[Opening PROVIDED RECORDS section]

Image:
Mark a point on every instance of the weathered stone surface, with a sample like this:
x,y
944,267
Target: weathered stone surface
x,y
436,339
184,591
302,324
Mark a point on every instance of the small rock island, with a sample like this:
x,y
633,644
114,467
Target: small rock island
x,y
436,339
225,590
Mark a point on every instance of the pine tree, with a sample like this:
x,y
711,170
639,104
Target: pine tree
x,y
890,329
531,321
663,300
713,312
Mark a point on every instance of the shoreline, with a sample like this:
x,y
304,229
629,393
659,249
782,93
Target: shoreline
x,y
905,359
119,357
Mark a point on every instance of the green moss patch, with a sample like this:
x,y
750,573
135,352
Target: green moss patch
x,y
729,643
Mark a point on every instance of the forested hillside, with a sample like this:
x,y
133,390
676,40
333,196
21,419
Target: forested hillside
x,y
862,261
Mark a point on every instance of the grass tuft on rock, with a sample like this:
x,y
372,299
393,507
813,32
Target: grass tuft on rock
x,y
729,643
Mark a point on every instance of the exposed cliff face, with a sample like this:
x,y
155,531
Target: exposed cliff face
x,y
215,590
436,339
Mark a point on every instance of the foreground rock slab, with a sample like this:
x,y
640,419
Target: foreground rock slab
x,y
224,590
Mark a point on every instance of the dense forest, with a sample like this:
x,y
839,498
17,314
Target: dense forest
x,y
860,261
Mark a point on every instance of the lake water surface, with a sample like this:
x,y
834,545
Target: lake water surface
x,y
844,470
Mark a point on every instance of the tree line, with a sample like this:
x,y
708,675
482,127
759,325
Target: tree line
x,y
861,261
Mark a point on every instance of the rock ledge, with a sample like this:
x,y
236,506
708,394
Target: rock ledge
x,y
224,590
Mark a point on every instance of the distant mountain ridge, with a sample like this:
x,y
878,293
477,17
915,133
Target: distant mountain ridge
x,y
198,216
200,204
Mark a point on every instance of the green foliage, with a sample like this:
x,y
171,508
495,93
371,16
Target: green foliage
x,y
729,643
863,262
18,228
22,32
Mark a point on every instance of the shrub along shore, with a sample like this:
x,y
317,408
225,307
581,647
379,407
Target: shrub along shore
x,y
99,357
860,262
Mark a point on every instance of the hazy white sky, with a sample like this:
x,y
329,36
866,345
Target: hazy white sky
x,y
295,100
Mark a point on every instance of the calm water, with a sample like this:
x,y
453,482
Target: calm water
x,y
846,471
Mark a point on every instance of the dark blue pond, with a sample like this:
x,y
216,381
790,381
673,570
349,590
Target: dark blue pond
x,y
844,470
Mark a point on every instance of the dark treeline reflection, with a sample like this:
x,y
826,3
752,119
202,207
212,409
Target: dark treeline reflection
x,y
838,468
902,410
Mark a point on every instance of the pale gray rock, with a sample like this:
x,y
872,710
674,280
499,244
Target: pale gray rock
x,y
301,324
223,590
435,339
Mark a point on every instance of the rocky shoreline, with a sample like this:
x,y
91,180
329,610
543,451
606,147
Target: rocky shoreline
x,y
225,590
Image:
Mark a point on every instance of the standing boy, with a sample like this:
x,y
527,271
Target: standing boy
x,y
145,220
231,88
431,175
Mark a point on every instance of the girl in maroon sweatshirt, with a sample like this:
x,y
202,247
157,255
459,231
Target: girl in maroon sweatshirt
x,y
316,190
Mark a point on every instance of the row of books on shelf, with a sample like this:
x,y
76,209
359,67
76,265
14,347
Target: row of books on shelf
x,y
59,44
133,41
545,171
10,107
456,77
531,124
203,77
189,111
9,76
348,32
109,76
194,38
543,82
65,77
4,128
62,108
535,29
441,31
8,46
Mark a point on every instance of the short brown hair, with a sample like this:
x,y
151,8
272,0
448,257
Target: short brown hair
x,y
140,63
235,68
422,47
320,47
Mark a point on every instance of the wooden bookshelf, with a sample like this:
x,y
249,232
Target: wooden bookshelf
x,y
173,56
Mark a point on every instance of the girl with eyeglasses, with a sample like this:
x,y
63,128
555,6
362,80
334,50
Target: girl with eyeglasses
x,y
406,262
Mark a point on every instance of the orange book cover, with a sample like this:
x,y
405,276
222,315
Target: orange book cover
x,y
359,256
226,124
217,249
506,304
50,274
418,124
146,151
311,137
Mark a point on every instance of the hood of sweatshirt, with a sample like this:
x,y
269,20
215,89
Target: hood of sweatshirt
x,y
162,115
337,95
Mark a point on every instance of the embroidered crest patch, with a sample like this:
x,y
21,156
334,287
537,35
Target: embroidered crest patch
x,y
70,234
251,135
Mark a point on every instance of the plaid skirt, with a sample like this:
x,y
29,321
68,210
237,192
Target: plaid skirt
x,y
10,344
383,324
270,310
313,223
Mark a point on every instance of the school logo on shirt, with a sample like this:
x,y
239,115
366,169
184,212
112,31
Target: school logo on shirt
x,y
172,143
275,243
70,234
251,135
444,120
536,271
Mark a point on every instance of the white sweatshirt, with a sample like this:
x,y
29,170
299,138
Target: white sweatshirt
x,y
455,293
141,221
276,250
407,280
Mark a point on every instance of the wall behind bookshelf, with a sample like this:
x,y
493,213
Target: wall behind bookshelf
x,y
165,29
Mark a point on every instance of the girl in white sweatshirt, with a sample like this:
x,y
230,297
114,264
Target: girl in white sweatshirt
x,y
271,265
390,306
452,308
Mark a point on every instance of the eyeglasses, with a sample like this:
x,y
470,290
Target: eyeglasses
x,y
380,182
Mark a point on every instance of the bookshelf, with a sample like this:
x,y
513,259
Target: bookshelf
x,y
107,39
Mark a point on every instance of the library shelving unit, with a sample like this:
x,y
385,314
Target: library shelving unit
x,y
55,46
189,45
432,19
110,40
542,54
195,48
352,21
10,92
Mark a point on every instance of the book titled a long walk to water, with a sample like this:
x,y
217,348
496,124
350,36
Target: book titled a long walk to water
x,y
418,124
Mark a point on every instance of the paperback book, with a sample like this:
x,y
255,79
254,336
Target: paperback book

[Closing PROVIDED RECORDS section]

■ **WORK REQUEST**
Copy all of the data exactly. Skip nothing.

■ **RESULT OF THE TASK**
Image:
Mark a point on every instance of the weathered stone surface, with a sample like this:
x,y
944,267
Target: weathered stone surface
x,y
436,339
184,591
302,324
Mark a point on every instance of the small rock island, with a sample like this:
x,y
633,644
114,467
Target: small rock island
x,y
436,339
225,590
Mark a point on every instance of the pine tree, with a sample like this:
x,y
711,170
639,104
Target: pine tree
x,y
890,329
531,321
663,300
713,312
Mark a point on every instance of the shoreline, with a sample like this:
x,y
304,229
629,393
659,249
782,93
Target: shoreline
x,y
905,359
119,357
Mark a point on every instance of the green moss patch, with a sample like this:
x,y
750,573
135,352
Target: green moss patch
x,y
729,643
Mark a point on every instance of the forested hillside, with a sample like this:
x,y
133,390
676,40
333,196
21,419
Target: forested hillside
x,y
862,261
Mark a point on every instance of the grass tuft on rock, with a sample like this:
x,y
372,299
393,507
813,32
Target: grass tuft on rock
x,y
729,643
Mark a point on every instance of the exposed cliff face, with a sample like this:
x,y
155,531
Target: exposed cliff face
x,y
215,590
436,339
Mark a point on every instance of the foreground rock slab, with a sample like this:
x,y
640,419
Target: foreground rock slab
x,y
224,590
Mark a point on every instance of the dense forest, with a sample like this:
x,y
839,498
17,314
Target: dense forest
x,y
860,261
Mark a point on every instance of the lake water surface, with a sample like this:
x,y
834,545
Target: lake water surface
x,y
844,470
Mark a point on every instance of the tree line, with a sample like this:
x,y
708,675
482,127
759,325
Target: tree line
x,y
861,261
Mark a point on every instance of the rock ledge, with a sample like this:
x,y
236,506
708,394
Target: rock ledge
x,y
224,590
Mark a point on every instance of the distant mountain ridge, with a sample like this:
x,y
878,293
477,17
915,133
Target: distant mountain ridge
x,y
198,216
200,204
Mark a point on every instance of the green foliage, with a sample like this:
x,y
171,508
495,93
371,16
Target: green foliage
x,y
729,643
863,262
18,228
22,32
Mark a point on every instance of the shrub along shore, with a sample like this:
x,y
317,408
225,307
581,647
379,407
Target: shrub along shore
x,y
99,357
860,262
Mark a point on every instance of the hazy white sky, with a sample like this:
x,y
329,36
866,345
Target: hazy white sky
x,y
295,100
Mark a point on every instance of the calm water, with a sample like this:
x,y
453,482
Target: calm water
x,y
846,471
Mark a point on every instance of the dark blue pond, with a sample like this:
x,y
216,381
790,381
673,570
349,590
Target: dark blue pond
x,y
844,470
Mark a point on every instance of the dark treeline reflection, with a sample like this:
x,y
826,3
752,119
202,207
212,409
Target: dark treeline reflection
x,y
838,468
902,410
Mark a point on every instance of the pale gray rock, with a sample like this:
x,y
872,710
674,280
499,244
Target: pale gray rock
x,y
301,324
223,590
435,339
Mark a point on every instance of the rocky shoreline, with a sample like this:
x,y
91,180
329,610
543,451
606,147
Target: rocky shoreline
x,y
225,590
Image:
Mark a point on every instance of the standing boy, with a sample like this:
x,y
527,271
Target: standing boy
x,y
145,220
231,88
431,175
Mark a point on every instance of the girl in maroon sweatshirt, with a sample like this:
x,y
202,247
157,255
459,231
Target: girl in maroon sweatshirt
x,y
316,190
Mark a point on every instance of the row of books on shelf, with a sample like this:
x,y
76,209
359,67
76,265
14,347
Target: row of books on shelf
x,y
59,44
133,41
545,171
10,107
456,77
531,124
203,77
189,111
9,76
348,32
109,76
194,38
543,82
65,77
4,128
62,108
535,29
441,31
8,46
Mark a point on every instance of the short brown hair, with a sample like this:
x,y
151,8
272,0
448,257
Target: short brown hair
x,y
140,63
235,68
422,47
320,47
Mark a point on every instance of the wooden bookshelf, with a sample like this:
x,y
249,232
Target: wooden bookshelf
x,y
173,56
Mark a point on every instance of the girl with eyeglasses, with a sample like this:
x,y
63,128
555,6
362,80
334,50
Target: girl with eyeglasses
x,y
406,262
Mark a point on every instance of the orange book cover, with a sample like this:
x,y
405,276
222,315
Target: orange book cover
x,y
359,256
226,124
217,249
506,304
50,274
418,124
146,151
311,137
Mark a point on every instance of the hood of sweatshirt, with a sample like this:
x,y
269,20
215,89
Target: hood of sweatshirt
x,y
162,115
337,95
Mark a point on every instance of the embroidered crest patch, with a sample like this:
x,y
21,156
334,287
537,35
Target: embroidered crest patch
x,y
70,234
251,135
Mark a point on every instance of the plaid skirt, with a sample like this:
x,y
29,321
68,210
237,192
Target: plaid skirt
x,y
10,344
383,324
270,310
313,223
Mark a point on every instance of the school logo on shirt, with a sample like this:
x,y
239,115
366,169
184,212
112,31
Target: school logo on shirt
x,y
172,143
275,243
70,234
251,135
444,120
536,271
Mark a point on every instance of the white sweatshirt, with a sample like this:
x,y
29,170
299,138
Target: white sweatshirt
x,y
455,293
141,221
276,250
407,280
Mark a point on every instance of the wall behind bookshelf, with a sample like this:
x,y
493,213
Target: wall behind bookshelf
x,y
165,29
Mark a point on every instance of the girl in white sweatshirt, with a sample like this:
x,y
230,297
114,264
Target: girl in white sweatshirt
x,y
271,265
390,306
452,308
Mark a point on every instance of the eyeglasses, with a sample like this:
x,y
470,290
Target: eyeglasses
x,y
380,182
Mark a point on every instance of the bookshelf, with a sample like this:
x,y
513,259
Target: bookshelf
x,y
107,39
Mark a point on every instance of the library shelving unit, with a sample like this:
x,y
385,314
Target: library shelving unit
x,y
55,46
189,45
432,19
110,40
542,54
195,48
352,21
10,92
Mark a point on every instance of the book titled a long walk to water, with a sample like this:
x,y
217,348
496,124
350,36
Target: book titled a long walk to water
x,y
418,124
Mark a point on every instance of the paperback book, with a sample like this:
x,y
255,79
254,336
Target: paperback book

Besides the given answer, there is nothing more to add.